Task objective ▸
Extract each record and reproduce it exactly.
_ _ _
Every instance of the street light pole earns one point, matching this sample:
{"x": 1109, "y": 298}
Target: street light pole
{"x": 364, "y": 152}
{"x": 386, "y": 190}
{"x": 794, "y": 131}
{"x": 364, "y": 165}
_ _ _
Completed task ▸
Every instance of the street light pole earns one point, matching this sample:
{"x": 1109, "y": 298}
Target: street light pole
{"x": 364, "y": 152}
{"x": 386, "y": 190}
{"x": 794, "y": 131}
{"x": 364, "y": 165}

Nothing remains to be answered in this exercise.